-- BEGIN Extracted material --
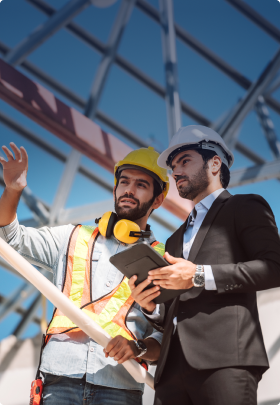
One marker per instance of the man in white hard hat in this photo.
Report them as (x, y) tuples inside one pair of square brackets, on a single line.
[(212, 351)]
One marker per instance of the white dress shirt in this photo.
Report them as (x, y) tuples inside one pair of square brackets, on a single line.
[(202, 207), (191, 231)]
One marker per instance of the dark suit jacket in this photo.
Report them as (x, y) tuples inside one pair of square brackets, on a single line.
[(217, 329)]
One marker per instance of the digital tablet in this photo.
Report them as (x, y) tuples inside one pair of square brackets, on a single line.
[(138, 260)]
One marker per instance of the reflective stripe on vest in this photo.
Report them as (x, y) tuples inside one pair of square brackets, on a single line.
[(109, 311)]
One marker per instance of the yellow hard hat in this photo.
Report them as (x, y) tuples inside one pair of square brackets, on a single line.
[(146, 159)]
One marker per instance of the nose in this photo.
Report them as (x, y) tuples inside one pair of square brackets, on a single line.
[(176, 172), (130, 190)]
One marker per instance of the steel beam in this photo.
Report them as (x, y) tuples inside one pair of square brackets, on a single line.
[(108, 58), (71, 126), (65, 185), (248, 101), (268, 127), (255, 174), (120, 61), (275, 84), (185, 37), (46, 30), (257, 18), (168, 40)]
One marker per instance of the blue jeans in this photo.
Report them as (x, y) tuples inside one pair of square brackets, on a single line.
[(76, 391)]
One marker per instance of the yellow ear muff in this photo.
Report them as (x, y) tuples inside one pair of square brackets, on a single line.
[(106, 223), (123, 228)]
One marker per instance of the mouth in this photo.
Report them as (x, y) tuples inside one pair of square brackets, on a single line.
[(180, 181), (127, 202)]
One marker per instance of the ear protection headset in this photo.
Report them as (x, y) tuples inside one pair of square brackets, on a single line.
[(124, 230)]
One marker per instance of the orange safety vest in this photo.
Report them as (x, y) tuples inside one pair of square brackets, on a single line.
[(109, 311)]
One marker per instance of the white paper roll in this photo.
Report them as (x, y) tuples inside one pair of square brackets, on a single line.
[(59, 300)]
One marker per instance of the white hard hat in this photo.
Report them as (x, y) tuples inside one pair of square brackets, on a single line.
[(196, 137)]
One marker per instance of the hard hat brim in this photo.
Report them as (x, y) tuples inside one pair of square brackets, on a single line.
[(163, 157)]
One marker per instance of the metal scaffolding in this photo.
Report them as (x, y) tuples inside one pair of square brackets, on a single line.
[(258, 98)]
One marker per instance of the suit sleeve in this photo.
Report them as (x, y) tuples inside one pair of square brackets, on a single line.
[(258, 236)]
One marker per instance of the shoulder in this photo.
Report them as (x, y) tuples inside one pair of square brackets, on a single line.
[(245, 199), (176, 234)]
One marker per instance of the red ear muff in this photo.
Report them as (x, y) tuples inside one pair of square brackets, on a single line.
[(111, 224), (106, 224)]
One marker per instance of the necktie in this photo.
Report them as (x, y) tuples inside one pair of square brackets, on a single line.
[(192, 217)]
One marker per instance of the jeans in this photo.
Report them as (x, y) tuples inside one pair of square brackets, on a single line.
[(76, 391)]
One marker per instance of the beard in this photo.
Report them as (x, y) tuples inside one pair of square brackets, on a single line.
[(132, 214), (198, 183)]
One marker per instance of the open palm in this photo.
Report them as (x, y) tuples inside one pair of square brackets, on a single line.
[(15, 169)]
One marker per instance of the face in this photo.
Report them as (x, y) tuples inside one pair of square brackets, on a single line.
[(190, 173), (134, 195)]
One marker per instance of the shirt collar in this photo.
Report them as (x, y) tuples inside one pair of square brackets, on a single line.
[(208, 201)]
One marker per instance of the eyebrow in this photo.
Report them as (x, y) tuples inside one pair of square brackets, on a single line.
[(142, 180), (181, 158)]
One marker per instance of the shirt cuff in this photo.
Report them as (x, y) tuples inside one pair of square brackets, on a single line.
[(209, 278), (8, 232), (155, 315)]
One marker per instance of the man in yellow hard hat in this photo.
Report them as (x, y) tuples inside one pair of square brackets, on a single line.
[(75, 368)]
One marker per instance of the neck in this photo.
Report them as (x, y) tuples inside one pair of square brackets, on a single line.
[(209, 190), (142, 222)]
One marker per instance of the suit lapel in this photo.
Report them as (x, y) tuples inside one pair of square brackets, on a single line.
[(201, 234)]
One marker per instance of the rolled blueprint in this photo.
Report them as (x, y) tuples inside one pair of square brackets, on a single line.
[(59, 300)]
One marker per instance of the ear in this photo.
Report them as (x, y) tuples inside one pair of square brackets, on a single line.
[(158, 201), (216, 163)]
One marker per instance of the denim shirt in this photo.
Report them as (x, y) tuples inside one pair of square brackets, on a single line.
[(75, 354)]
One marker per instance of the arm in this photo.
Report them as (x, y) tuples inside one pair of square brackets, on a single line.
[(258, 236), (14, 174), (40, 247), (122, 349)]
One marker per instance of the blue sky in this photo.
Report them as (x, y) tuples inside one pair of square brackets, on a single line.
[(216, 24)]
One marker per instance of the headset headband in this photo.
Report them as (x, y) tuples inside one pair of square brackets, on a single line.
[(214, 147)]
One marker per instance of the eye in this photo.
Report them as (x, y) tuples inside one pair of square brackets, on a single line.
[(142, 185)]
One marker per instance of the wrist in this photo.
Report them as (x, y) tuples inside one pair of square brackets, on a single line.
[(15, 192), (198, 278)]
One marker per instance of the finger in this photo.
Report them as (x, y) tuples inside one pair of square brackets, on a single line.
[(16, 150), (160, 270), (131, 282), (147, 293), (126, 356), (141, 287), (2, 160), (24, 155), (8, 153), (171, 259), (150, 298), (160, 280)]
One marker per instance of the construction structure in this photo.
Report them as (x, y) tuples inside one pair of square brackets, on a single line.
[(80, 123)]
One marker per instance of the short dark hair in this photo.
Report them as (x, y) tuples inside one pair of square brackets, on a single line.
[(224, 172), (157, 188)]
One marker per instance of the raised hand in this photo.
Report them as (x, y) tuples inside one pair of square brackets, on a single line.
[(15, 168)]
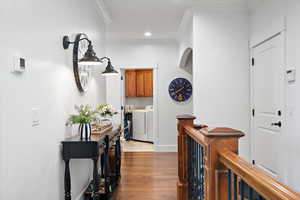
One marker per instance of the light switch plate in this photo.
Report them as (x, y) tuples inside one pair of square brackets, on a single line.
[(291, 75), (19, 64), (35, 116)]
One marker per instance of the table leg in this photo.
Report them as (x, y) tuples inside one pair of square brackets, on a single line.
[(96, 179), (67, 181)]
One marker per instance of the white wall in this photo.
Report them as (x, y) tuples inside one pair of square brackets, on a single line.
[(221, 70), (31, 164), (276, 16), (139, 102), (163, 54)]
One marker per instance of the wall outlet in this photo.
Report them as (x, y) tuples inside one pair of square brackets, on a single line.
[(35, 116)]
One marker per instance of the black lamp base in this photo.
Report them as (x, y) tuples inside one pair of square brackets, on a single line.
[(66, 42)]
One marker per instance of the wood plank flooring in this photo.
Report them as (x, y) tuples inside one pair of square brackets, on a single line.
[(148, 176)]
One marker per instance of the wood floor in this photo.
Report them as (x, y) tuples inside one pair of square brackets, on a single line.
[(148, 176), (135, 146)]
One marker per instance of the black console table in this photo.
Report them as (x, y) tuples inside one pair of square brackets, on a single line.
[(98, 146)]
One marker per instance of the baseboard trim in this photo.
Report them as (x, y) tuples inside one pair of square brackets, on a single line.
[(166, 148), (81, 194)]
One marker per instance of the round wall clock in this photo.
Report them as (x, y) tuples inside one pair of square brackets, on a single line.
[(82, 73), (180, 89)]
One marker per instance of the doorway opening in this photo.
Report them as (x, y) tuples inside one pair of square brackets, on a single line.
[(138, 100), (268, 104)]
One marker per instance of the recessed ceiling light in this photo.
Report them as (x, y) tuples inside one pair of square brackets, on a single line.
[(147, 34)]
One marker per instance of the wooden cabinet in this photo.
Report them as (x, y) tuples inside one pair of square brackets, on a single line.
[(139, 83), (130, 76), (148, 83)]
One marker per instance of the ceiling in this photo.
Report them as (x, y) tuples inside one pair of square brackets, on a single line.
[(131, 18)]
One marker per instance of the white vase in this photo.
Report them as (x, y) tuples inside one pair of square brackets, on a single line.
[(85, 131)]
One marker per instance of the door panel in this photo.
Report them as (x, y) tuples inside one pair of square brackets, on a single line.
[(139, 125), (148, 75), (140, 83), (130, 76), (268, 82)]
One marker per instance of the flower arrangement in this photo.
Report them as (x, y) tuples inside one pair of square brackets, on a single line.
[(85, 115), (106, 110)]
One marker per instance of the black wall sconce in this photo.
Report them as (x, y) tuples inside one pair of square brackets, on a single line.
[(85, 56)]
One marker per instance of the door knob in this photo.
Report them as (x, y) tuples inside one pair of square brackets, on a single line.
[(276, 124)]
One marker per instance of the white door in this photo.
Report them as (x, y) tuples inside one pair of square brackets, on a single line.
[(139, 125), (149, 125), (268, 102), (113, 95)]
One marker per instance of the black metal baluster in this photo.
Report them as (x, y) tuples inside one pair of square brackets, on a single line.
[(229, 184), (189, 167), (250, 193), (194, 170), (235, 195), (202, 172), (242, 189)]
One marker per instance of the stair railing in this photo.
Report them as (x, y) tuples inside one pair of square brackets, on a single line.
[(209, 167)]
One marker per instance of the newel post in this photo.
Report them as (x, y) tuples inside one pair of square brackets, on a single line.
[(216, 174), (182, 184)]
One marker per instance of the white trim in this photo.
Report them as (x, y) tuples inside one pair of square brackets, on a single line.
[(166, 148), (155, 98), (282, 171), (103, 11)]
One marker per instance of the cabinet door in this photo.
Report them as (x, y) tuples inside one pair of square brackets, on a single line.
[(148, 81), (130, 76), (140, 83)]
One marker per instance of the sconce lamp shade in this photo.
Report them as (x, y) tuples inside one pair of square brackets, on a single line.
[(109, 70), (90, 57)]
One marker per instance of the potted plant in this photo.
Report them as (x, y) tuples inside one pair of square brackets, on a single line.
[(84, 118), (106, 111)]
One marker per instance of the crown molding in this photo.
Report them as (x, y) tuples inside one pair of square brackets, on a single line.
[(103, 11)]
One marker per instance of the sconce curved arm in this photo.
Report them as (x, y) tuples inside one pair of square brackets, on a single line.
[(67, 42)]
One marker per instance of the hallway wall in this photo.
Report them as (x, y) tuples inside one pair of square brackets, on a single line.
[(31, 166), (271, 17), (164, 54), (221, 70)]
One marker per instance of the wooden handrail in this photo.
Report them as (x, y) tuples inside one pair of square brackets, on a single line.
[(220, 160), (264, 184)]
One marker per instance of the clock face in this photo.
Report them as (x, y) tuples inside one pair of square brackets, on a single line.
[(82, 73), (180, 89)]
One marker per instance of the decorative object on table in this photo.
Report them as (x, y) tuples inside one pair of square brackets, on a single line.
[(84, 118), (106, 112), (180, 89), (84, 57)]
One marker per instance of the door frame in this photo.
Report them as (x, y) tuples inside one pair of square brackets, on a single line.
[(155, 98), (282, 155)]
-- END Extracted material --
-- BEGIN Extracted material --
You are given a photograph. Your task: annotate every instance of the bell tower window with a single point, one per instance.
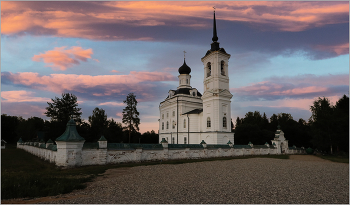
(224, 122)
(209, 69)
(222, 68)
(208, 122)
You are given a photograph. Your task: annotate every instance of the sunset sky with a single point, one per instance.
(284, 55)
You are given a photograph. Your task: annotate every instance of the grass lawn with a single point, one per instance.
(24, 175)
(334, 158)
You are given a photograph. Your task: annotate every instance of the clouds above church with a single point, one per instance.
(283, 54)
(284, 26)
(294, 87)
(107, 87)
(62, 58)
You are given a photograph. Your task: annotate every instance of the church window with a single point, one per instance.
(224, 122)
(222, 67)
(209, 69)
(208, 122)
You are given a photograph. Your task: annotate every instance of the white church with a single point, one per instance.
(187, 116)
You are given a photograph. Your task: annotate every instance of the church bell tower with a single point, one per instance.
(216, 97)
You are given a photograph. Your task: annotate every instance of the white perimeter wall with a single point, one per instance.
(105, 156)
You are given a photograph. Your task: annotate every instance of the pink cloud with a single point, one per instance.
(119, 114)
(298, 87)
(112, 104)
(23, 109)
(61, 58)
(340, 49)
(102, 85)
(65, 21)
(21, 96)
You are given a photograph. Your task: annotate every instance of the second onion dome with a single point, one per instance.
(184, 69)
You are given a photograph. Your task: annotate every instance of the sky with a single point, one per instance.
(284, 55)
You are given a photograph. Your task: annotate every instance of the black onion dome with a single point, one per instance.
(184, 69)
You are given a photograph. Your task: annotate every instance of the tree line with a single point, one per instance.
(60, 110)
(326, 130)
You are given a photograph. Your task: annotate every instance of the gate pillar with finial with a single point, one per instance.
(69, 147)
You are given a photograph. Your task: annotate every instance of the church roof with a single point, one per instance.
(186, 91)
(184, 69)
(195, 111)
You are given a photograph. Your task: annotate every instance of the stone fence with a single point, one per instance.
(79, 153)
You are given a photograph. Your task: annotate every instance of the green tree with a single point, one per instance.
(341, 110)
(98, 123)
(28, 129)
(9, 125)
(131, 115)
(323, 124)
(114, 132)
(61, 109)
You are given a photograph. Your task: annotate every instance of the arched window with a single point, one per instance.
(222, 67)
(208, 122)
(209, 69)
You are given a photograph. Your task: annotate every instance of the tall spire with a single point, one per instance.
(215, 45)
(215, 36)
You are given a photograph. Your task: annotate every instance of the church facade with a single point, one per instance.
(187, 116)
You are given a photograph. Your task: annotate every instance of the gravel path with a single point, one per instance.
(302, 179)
-- END Extracted material --
-- BEGIN Extracted material --
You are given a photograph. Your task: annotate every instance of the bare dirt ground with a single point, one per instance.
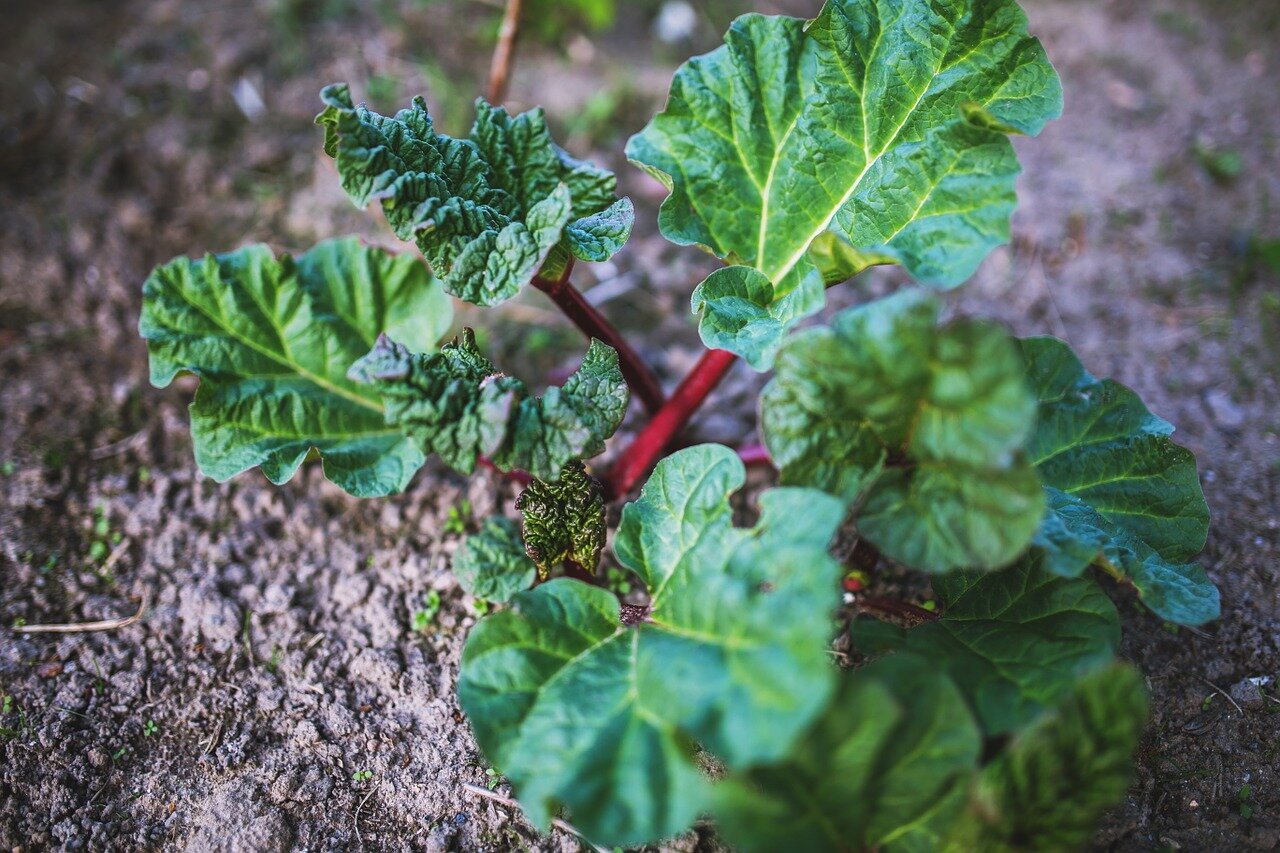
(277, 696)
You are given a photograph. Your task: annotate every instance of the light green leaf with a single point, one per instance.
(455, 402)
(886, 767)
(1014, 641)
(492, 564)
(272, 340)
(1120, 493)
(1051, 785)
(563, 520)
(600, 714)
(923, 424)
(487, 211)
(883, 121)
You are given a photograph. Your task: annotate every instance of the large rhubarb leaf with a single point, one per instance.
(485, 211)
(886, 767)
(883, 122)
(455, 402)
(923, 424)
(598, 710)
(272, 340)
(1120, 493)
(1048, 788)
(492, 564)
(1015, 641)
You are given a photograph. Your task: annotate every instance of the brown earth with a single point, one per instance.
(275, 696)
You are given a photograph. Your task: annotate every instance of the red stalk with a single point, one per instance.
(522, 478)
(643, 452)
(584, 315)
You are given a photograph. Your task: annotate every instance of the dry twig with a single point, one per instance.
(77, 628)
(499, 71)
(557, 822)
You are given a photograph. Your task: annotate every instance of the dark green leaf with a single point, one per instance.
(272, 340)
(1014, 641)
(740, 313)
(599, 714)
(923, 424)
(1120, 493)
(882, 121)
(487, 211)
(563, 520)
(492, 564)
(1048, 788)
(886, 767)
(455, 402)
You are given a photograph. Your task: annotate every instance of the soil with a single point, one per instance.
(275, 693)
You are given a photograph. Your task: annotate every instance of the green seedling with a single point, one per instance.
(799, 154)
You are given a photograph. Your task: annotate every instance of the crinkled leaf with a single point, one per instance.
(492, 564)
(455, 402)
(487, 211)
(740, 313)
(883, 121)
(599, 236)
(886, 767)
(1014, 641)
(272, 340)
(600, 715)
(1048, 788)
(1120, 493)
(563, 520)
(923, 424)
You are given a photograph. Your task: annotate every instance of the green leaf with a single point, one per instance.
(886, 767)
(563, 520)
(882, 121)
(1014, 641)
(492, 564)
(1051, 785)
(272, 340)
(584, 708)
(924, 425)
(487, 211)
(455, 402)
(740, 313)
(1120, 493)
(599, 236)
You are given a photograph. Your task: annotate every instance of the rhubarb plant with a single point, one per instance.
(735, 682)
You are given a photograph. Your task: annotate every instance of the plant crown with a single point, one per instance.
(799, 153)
-- END Extracted material --
Aim: Count the lines above that contain the word "light", and reply with only the number.

Solution to the problem: 3